> _PASSAGE PROVIDED_
_ _ _ _ _

Five Years Ago
Throughout these posts we’ve seen lots of snippets of the history of the Pirate Bay, and this week in 2010 we looked at an presentation by Peter Sunde that tells the whole story. Meanwhile, BitTorrent was beginning to directly promote creators who embrace alternative distribution, the porn industry was once again leading the way by embracing piracy and monetizing experiences, and the Kids In The Hall admitted to pirating their own show because it’s so hard to get legally. Amidst all this, a popular graph was going around suggesting that the web was dying because of its dwindling share of overall traffic, with P2P and video on the rise — but the absolute numbers told a different story.
Industry groups were negotiating net neutrality (again), and the recording industry saw this as an opportunity to link copyright infringement to child pornography (again). John Mellencamp was calling the internet an “atomic bomb” for music while U2’s manager was focusing on anonymous blogging as the core problem. Grooveshark was still going strong, but Universal Music pushed Apple into pulling it from the app store, while we pointed to a chart that nicely illustrated the utter insanity of music licensing.

_ _ _ _ _

> _GIVEN DATA_

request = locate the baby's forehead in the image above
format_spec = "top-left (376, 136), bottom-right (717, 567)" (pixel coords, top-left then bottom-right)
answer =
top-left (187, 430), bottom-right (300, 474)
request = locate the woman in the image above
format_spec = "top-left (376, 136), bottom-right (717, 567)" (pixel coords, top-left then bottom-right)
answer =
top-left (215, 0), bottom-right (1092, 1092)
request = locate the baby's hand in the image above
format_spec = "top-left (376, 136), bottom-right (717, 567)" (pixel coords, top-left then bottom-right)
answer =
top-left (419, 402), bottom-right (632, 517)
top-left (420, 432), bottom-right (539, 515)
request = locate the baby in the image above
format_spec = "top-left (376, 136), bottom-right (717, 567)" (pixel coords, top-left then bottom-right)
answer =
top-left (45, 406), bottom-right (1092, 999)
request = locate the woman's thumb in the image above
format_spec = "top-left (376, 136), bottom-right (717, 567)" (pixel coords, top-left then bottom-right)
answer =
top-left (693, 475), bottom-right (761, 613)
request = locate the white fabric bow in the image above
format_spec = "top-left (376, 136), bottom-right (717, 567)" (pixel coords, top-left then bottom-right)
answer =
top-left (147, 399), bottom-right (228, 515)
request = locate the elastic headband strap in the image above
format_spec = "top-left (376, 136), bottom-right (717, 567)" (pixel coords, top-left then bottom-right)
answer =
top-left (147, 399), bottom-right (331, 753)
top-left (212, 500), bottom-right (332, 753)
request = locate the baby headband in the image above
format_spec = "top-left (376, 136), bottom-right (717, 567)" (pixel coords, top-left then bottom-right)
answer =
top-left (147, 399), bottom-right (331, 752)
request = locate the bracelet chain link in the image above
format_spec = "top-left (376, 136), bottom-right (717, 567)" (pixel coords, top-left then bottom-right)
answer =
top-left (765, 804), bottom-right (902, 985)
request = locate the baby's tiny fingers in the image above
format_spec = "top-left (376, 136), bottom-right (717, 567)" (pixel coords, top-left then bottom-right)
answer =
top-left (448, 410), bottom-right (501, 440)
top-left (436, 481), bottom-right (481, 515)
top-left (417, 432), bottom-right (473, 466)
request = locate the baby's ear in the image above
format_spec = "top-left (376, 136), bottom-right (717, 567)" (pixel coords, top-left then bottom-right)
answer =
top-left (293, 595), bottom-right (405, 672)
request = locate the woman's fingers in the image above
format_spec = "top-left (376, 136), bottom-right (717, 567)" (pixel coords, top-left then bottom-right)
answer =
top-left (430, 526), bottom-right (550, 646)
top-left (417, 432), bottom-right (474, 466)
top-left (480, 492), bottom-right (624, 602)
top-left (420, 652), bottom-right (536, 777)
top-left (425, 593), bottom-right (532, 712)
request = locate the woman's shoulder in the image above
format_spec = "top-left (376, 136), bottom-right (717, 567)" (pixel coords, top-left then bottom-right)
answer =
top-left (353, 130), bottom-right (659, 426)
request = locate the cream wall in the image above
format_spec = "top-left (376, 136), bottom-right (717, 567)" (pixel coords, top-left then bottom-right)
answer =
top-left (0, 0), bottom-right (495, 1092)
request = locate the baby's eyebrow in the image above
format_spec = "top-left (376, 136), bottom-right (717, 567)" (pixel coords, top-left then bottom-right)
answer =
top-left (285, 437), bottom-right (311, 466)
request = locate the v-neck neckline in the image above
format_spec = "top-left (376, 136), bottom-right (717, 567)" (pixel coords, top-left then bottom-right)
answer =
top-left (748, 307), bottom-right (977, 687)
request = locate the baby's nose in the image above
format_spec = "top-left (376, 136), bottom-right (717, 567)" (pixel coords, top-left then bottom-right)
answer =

_ _ _ _ _

> _STATED TASK 1_
In the Five Years Ago passage, what did John Mellencamp call the internet?
> _STATED TASK 2_
Write the next part of the Five Years Ago passage on piracy, net neutrality, and music licensing, starting from the point at which it stops.

> _EXPECTED OUTPUT 1_
An "atomic bomb" for music.

> _EXPECTED OUTPUT 2_
Ten Years Ago
Five years before that, we were pointing out that the industry has to let go of DRM before it kills mobile music, and that exclusive mobile content deals don’t make any sense. We took a look at just how the DMCA came to be, and were happy to see someone finally fighting back against a RIAA lawsuit.
In the world of TV, executives were finally starting to realize that they had to embrace new technologies; in the world of movies, some theaters were trying to offer a better experience while others were blaming their slumps on the simple problem of bad movies; in the video game world people were freaking out as usual about violence while we pointed out that games actually suck for indoctrination; and in the newspaper world, it wasn’t exactly shocking to learn that the growth was happening online. But by far the most hyped medium was a relatively “new” one: podcasting.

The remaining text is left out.